- Extract provided -

In 1998, the brand was relaunched by the new management team. The new packaging involved a re-creation of the original bottle and included a thirsty monk inside the bottle. It was said that when the monk's feet 'got dry', it was time for a new bottle. It was also restored to its original strength of 41.2%, and a Navy Strength of 57% introduced to remind drinkers that the brand was the official gin for the Royal Navy.

In mid-2006, the bottle was changed by new owners V&S to an Art Deco style. The front of the bottle depicted the ship, Mayflower, based upon the fact that when the Pilgrim Fathers set out for their journey to the New World, bad sea conditions and damage forced them to put into Plymouth harbour for shelter and essential repairs. Local tradition has it that some of them stayed in the monastery, which later became the distillery. In the same way as the monk's feet had purportedly indicated the need for re-stocking, it was now said that it was time to get a new bottle when the Mayflower 'no longer sails on gin'. In January 2012, the packaging was again redesigned, this time returning to a more classical "shaving bottle" shape with a slightly green tint and the words "Est. 1793 – Distillery" embossed on the front.

==Accolades==
Plymouth's Original Gin has won several awards over the years, including four double gold, four gold, one silver, and two bronze medals at the San Francisco World Spirits Competition between 2006-2016. In 2016, Plymouth received double gold for its Plymouth Gin (Original Gin) and gold for its Navy Strength gin in this competition.

- Your task -
In the text about Plymouth Gin, translate this sentence into French: "It was said that when the monk's feet 'got dry', it was time for a new bottle."

- Information shown -
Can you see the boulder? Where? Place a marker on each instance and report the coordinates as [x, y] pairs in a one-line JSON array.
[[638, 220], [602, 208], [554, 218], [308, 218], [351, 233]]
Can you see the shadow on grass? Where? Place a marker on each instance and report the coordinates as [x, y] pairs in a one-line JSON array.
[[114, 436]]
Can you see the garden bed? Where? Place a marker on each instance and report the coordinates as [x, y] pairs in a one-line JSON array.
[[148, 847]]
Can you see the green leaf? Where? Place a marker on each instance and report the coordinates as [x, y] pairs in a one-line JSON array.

...

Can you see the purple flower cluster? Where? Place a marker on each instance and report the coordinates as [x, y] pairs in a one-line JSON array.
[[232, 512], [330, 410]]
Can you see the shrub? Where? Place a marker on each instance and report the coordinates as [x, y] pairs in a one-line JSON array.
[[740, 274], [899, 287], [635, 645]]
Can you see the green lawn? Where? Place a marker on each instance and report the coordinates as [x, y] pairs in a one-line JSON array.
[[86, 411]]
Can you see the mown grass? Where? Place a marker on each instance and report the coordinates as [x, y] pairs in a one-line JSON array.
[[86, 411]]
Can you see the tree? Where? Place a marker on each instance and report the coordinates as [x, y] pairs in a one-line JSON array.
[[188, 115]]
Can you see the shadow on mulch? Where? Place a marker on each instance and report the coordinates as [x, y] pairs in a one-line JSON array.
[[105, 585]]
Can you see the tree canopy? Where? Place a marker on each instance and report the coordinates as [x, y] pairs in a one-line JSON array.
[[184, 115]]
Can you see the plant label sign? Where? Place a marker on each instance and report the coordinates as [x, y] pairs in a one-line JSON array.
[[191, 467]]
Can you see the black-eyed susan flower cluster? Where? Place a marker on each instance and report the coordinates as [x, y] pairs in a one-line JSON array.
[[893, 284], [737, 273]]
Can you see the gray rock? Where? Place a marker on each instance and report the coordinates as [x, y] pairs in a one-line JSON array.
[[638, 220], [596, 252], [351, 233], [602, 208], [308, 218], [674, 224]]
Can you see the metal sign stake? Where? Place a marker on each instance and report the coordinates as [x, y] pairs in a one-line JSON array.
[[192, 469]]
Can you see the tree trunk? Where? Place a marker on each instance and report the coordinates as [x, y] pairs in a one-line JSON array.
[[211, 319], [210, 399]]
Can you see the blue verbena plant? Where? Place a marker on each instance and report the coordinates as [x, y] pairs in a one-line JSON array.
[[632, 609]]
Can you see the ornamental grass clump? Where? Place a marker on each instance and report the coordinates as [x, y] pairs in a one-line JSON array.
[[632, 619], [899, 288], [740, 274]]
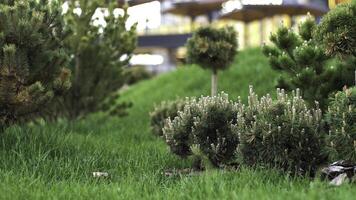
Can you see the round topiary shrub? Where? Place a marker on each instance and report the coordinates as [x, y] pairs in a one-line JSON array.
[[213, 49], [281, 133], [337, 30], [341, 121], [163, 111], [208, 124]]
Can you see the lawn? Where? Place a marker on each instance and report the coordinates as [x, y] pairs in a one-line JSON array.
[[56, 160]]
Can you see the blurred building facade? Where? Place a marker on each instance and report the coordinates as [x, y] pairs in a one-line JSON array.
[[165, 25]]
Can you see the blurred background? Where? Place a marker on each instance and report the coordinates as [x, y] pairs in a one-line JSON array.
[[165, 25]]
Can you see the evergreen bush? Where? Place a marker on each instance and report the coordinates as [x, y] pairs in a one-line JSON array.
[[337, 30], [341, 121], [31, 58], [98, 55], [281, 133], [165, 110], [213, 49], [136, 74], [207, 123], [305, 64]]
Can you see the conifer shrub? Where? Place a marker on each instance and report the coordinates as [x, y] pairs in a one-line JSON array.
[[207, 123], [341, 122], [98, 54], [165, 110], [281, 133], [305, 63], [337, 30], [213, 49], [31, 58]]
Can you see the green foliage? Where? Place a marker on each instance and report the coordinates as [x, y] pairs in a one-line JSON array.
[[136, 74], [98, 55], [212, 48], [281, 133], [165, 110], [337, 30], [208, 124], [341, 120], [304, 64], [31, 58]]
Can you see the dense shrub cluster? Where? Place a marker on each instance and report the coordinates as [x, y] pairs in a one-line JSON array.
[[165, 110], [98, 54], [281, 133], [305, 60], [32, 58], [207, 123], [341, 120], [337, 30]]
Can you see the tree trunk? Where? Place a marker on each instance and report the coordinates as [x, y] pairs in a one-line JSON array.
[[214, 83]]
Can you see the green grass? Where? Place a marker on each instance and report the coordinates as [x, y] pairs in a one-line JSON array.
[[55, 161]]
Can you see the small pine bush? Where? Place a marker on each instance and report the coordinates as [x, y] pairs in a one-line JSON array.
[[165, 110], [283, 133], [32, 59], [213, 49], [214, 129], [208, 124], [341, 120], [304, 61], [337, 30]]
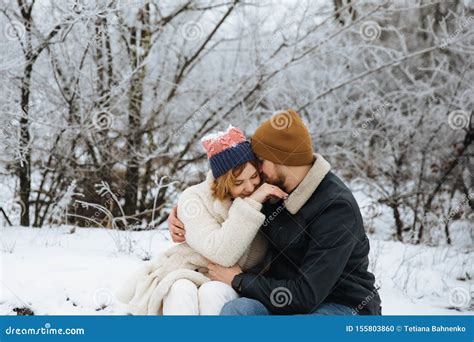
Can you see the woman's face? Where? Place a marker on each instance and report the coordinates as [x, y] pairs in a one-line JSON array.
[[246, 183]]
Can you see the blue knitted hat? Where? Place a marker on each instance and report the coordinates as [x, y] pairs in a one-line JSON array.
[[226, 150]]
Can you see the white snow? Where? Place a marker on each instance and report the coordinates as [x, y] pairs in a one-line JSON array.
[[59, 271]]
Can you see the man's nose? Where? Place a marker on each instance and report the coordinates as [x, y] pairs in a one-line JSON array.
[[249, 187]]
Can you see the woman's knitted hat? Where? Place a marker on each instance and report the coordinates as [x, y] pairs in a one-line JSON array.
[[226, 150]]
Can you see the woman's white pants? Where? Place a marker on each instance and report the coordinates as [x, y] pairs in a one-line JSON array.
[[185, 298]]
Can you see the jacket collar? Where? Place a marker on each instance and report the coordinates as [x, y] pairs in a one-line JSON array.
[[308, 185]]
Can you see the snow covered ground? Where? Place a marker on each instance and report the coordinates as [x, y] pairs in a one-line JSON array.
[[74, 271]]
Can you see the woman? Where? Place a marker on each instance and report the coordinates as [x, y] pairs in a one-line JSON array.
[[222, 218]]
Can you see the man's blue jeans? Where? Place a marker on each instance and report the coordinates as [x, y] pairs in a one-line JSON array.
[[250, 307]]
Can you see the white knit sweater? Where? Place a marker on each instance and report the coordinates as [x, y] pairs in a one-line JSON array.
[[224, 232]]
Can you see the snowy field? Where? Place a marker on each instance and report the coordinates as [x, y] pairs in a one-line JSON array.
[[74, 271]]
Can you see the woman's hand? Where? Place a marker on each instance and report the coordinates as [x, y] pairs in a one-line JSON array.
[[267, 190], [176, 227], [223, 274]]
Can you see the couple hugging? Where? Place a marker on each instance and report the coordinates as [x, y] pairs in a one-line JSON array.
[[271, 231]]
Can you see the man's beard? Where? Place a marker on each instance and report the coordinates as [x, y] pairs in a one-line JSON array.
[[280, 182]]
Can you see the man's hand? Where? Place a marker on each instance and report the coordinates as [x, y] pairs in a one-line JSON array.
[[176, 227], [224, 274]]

...

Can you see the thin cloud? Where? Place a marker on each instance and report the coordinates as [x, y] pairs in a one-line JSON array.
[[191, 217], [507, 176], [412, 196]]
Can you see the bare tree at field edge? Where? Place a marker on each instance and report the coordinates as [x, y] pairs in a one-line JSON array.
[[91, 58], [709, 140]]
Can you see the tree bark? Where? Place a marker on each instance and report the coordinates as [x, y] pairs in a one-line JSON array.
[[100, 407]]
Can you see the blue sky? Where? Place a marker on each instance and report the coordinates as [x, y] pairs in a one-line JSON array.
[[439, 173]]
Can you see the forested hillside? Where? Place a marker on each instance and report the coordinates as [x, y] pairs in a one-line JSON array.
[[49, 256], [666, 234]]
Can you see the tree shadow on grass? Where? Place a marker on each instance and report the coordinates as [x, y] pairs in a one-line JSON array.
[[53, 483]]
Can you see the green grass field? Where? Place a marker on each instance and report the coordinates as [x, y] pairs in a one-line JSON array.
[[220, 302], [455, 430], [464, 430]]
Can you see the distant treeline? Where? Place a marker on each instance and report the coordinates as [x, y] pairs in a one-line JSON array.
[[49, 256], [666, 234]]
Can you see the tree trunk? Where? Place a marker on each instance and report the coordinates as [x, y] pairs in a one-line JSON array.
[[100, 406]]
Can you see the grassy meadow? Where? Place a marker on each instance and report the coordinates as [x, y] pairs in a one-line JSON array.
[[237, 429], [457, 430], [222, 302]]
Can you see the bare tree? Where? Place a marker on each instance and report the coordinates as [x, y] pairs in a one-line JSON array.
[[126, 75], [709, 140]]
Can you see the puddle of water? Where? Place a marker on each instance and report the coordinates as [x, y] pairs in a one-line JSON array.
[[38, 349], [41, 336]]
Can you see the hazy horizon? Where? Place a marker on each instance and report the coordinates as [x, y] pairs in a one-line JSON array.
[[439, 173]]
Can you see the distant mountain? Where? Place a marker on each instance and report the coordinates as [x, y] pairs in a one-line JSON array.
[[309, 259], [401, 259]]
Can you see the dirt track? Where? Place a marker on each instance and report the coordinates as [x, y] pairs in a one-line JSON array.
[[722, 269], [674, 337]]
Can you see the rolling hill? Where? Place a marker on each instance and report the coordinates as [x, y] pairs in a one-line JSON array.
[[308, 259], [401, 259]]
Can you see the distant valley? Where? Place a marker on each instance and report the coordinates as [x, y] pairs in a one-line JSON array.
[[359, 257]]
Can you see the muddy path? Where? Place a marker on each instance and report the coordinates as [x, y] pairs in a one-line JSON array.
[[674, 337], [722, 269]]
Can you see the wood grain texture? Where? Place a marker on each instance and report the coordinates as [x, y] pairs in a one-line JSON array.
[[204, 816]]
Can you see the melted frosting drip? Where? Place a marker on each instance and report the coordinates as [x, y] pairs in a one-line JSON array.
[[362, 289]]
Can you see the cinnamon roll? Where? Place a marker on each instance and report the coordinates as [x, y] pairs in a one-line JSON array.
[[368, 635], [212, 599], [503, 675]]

- Exercise answer -
On disait que lorsque les pieds du moine « étaient secs », il était temps de prendre une nouvelle bouteille.